Kendati begitu, Donny mengingatkan para pekerja dan buruh yang tetap turun ke jalan untuk ikut aksi massa agar tetap menjalankan protokol kesehatan. Ia mengingatkan agar aksi demonstrasi bisa berjalan tertib tanpa harus menjadi klaster penularan Covid-19. Bila klaster demonstrasi merebak, maka yang merugi adalah para buruh sendiri.
Sebelumnya, Satgas Penanganan Covid-19 juga menyampaikan pesan peringatan kepada seluruh pihak yang menyampaikan aspirasi melalui aksi unjuk rasa menentang pengesahan UU Cipta Kerja tetap menjalankan protokol kesehatan. Imbauan ini muncul setelah gelombang demonstrasi terus mengalir dan menciptakan kerumunan massa. Kondisi ini dikhawatirkan justru memunculkan klaster penularan Covid-19 baru, mengingat klaster industri sendiri sudah lebih dulu muncul.
Menyusul pengesahan UU Cipta Kerja pada Senin (5/10) lalu, gelombang aksi unjuk rasa terus terjadi di sejumlah daerah oleh para buruh dan pekerja. Aksi demonstrasi rencananya masih akan berlanjut sampai 8 Oktober 2020 mendatang.
"Setelah kemarin ratusan ribu bahkan hampir satu juta buruh keluar dari pabrik-pabrik untuk mengikuti mogok nasional, hari ini kami akan melanjutkan pemogokan tersebut," kata Presiden KSPI Said Iqbal kepada Republika, Rabu (7/10).

====================

[ARAHAN TUGAS 1]
Berdasarkan kutipan teks tentang aksi unjuk rasa menentang UU Cipta Kerja, jawablah pertanyaan berikut.
(a) Pada hari dan tanggal berapa UU Cipta Kerja disahkan?
(b) Sampai tanggal berapa aksi demonstrasi rencananya akan berlanjut?
(c) Siapa yang berbicara kepada Republika, dan apa jabatannya?
[ARAHAN TUGAS 2]
Tentukan apakah setiap pernyataan berikut sesuai dengan kutipan teks tentang aksi unjuk rasa menentang UU Cipta Kerja. Jawab ya atau tidak, lalu kutip kata-kata teks yang menentukan jawaban.
(a) Satgas Penanganan Covid-19 meminta para pengunjuk rasa tetap menjalankan protokol kesehatan.
(b) Klaster industri belum pernah muncul.
(c) Menurut Donny, jika klaster demonstrasi merebak, pihak yang merugi adalah pemerintah.
[ARAHAN TUGAS 3] Tulis ulang paragraf dalam kutipan teks tentang aksi unjuk rasa menentang UU Cipta Kerja yang diawali dengan "Sebelumnya, Satgas Penanganan Covid-19" dalam bentuk daftar. Pertahankan fakta-fakta utamanya.
Catatan data di bawah ini adalah bahan tersendiri yang terpisah dari kutipan teks.

[DATA KAJIAN]
====================

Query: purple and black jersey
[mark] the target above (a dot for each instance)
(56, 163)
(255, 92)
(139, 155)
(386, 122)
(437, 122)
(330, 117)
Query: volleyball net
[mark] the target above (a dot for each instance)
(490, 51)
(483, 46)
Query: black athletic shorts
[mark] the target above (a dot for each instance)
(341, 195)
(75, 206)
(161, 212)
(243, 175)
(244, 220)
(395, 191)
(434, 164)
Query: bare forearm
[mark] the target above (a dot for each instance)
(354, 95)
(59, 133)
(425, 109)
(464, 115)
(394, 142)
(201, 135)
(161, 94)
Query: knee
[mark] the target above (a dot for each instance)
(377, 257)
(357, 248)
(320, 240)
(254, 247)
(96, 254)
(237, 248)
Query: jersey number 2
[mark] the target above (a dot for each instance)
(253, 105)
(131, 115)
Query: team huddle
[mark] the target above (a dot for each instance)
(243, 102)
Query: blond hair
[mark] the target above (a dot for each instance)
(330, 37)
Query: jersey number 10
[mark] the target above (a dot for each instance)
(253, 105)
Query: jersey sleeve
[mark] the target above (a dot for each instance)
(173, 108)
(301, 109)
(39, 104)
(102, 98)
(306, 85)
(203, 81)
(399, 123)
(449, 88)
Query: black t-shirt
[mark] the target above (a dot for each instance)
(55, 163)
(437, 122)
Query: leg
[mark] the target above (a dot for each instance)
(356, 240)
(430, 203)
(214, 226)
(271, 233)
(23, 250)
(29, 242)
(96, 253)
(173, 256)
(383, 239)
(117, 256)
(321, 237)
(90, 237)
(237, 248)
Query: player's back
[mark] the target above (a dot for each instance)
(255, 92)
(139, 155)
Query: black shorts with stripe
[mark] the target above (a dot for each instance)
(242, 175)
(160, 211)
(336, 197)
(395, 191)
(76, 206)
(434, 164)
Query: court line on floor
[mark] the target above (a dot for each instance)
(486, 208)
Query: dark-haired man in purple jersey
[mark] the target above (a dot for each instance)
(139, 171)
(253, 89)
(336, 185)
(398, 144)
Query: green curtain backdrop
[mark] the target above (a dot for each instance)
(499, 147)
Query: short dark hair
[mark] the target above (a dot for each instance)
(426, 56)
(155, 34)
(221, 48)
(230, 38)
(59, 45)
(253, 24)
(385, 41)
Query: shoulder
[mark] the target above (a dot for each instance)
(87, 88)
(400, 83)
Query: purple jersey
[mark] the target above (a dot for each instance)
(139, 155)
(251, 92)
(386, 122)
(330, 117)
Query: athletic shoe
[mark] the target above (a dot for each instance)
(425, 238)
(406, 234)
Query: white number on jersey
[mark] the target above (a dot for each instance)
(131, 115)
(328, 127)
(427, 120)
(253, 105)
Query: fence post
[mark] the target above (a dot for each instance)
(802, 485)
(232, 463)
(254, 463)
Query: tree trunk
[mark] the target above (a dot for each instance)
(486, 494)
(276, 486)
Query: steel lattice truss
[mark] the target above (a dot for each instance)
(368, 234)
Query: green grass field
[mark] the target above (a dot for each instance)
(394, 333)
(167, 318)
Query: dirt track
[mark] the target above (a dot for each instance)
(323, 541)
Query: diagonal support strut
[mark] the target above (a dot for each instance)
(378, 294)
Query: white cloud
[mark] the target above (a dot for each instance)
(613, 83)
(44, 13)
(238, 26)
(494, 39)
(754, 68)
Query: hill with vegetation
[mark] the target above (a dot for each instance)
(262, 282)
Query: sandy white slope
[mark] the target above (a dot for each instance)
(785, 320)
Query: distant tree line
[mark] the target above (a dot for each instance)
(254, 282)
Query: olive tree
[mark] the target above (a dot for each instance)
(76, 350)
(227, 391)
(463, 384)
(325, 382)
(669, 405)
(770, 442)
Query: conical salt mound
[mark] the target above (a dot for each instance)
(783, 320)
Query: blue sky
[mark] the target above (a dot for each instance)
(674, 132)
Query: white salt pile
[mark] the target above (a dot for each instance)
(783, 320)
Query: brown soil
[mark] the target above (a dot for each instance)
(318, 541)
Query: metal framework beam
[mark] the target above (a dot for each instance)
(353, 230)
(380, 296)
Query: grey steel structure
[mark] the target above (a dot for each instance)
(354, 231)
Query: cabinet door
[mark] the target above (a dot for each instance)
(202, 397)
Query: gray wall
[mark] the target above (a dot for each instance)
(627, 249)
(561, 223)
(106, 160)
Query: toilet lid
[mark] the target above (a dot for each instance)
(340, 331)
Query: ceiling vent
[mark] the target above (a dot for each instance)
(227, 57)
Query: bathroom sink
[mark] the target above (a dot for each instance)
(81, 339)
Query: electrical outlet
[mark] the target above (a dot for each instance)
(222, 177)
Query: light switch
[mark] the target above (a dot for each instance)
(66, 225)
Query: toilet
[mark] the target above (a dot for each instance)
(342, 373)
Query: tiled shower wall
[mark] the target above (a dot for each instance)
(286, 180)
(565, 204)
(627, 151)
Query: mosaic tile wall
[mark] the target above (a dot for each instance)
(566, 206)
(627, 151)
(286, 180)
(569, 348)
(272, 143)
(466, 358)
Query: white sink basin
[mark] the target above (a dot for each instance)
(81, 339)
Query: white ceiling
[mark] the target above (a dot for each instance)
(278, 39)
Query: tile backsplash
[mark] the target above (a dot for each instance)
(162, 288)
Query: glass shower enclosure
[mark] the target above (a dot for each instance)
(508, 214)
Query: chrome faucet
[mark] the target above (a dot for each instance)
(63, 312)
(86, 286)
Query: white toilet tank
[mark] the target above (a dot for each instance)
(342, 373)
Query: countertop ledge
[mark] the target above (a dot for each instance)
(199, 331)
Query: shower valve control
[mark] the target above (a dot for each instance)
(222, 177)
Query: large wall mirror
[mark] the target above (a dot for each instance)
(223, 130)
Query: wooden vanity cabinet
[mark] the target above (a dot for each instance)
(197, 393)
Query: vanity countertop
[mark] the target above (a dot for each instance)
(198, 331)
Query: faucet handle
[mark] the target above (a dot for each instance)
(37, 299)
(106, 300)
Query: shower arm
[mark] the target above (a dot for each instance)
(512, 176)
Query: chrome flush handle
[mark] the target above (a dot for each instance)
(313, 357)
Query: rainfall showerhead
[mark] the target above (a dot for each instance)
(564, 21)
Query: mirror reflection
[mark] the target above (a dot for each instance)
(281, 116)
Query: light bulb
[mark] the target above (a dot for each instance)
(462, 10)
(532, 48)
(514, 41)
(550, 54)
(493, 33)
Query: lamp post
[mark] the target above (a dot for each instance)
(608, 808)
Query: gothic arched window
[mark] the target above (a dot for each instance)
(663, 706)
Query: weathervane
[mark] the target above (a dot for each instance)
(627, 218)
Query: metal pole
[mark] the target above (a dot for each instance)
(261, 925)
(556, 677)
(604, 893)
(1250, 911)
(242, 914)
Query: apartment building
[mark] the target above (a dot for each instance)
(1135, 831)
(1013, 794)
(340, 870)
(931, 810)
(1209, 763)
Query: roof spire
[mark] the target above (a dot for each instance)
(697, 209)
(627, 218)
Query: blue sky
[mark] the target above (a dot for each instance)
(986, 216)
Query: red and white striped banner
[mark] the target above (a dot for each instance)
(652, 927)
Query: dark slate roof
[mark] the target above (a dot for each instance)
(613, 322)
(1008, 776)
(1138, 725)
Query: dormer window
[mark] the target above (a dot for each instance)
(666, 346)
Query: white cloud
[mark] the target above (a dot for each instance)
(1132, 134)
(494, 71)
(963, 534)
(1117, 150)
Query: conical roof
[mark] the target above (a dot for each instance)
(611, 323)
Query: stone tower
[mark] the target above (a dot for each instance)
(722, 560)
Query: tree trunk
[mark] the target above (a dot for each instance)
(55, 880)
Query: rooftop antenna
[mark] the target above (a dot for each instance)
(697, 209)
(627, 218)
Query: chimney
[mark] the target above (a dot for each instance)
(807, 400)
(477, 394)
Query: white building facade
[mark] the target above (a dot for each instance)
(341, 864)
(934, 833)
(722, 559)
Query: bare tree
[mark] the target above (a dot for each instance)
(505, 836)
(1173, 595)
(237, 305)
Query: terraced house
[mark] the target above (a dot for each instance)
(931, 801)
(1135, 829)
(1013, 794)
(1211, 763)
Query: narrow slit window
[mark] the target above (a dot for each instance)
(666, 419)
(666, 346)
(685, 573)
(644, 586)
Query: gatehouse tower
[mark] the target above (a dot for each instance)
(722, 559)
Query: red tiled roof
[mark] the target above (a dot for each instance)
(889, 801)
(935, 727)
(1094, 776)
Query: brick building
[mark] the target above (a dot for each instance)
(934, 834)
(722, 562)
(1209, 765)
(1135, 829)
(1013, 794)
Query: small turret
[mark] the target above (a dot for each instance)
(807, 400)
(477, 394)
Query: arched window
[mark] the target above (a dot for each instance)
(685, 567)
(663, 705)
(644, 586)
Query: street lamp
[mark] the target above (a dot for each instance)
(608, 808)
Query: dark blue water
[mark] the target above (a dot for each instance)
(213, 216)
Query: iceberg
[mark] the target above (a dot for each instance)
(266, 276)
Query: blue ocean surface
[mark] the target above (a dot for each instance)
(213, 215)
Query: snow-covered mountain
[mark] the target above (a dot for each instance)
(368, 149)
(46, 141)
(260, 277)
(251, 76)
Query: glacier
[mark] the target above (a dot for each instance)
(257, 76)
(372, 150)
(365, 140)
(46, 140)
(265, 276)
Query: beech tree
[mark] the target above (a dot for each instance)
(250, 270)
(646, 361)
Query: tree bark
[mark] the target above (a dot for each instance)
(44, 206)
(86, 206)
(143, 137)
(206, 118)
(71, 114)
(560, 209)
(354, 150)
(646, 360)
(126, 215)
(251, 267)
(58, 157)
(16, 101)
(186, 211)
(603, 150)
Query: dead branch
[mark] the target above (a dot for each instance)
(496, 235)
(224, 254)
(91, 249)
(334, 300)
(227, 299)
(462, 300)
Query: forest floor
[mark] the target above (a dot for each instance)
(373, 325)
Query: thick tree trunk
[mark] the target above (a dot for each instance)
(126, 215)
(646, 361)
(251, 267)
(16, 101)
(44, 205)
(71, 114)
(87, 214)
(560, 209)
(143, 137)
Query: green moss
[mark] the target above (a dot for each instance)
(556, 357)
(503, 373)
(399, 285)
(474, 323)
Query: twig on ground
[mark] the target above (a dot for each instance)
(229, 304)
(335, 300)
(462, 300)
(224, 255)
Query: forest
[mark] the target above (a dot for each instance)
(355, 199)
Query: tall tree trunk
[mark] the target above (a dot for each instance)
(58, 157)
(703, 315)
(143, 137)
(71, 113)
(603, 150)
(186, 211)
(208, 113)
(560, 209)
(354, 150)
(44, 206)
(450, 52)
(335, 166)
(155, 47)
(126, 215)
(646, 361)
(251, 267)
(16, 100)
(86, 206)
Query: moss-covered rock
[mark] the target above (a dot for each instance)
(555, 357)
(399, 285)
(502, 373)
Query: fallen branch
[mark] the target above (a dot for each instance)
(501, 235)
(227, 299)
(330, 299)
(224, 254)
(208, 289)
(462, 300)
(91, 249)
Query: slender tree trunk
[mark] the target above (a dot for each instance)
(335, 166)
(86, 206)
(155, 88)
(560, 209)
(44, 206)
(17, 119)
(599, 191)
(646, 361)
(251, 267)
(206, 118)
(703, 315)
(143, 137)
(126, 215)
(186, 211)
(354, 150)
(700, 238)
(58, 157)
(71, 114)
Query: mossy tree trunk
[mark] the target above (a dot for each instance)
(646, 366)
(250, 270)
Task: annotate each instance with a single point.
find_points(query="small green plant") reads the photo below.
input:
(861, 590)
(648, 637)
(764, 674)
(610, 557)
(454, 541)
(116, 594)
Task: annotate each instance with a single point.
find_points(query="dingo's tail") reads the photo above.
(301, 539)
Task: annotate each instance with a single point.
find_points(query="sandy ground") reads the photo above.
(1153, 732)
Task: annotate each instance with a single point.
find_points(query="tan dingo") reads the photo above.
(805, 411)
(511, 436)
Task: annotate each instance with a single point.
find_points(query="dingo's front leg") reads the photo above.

====================

[HASIL LATIHAN 1]
(a) Senin (5/10).
(b) 8 Oktober 2020.
(c) Said Iqbal, Presiden KSPI.

[HASIL LATIHAN 2]
(a) Ya: "Satgas Penanganan Covid-19 juga menyampaikan pesan peringatan kepada seluruh pihak yang menyampaikan aspirasi melalui aksi unjuk rasa menentang pengesahan UU Cipta Kerja tetap menjalankan protokol kesehatan."
(b) Tidak: "mengingat klaster industri sendiri sudah lebih dulu muncul."
(c) Tidak: "Bila klaster demonstrasi merebak, maka yang merugi adalah para buruh sendiri."

[HASIL LATIHAN 3]
- Satgas Penanganan Covid-19 memperingatkan semua pihak yang berunjuk rasa menentang pengesahan UU Cipta Kerja agar tetap menjalankan protokol kesehatan.
- Imbauan itu muncul karena gelombang demonstrasi terus berlangsung dan menimbulkan kerumunan massa.
- Kerumunan tersebut dikhawatirkan memunculkan klaster penularan Covid-19 baru, sebab klaster industri sudah lebih dulu muncul.